**Extract provided**:
## START

By the end of the day my agitation had grown to a dangerous level. As adorable as Tucker was I was in no mood to answer his unwavering banter of questions. Nothing could pull me out of my self-pitying mode even when he said, “Why is that horse all alone in the field? He should giddyonup to the other horses so that he is not lonely”.
I cringed as his demands for me to listen to him increased on our long hour drive to the doctor. My intolerance level was at zero. Why couldn’t I just have one day off? WHY???? Finally I blurted out, “Please Tucker, pleasssse stop talking. Sometimes mommy needs to go into her own world and not have to answer questions all day long”. After a few moments of blessed silence his little voice inquired, “Mommy, are you going to ever come back from that world?” I had to think about it for a second.
I am ashamed that I was so annoyed by such a sweet, funny little boy. As a mother you have to learn how to easily switch tracks and accept changing circumstances. Yesterday, I was resentful that I had lost my anticipated day of freedom and little Tucker paid for it.
Wade came home from work and found me in the closest getting ready for yoga. I was met with his mating call, which I returned with, “I’m hormonal, my hair is trying to leave my body because it thinks it belongs in somebody’s nest, my head is about to blow off my body and I’m fat.” He backed off laughing and told me that I was the most beautiful when I felt the most unattractive. How could I run off to yoga after that comment? Easily!
I burst into yoga from the pouring rain, only to see that I had gotten the schedule all mixed up. They were already an hour into class. I was not going home.
I SOS’d my friend Karl and he met me for an engaging evening of conversation and Martini’s. We sat with Bernard in his French restaurant and dined on mouth watering sautéed Calamari and perfectly cooked Pomme Frites. It was a divine evening. An end to a magnificently horrible day and I felt fortunate that I was able to reap the benefits of small town living.
As I slipped into bed I reached out for my Wade and my hand rested on a very soft, silky head of hair…. Tucker! I exhaled a deep sigh and fell asleep knowing that tomorrow, hell or high water, I was going to get the day that I so desperately needed.

## END

**Written instruction**:
In the post about a hard day with Tucker, translate this sentence into Spanish: "I burst into yoga from the pouring rain, only to see that I had gotten the schedule all mixed up." The data is not needed here.

**Data extract**:
## START

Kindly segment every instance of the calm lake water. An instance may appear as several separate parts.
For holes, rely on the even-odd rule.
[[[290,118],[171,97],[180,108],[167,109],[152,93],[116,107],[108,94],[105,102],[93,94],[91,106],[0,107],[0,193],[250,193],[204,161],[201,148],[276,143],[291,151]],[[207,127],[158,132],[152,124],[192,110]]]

## END

**Full answer**:
Entré de golpe a yoga huyendo de la lluvia torrencial, solo para darme cuenta de que había confundido por completo el horario.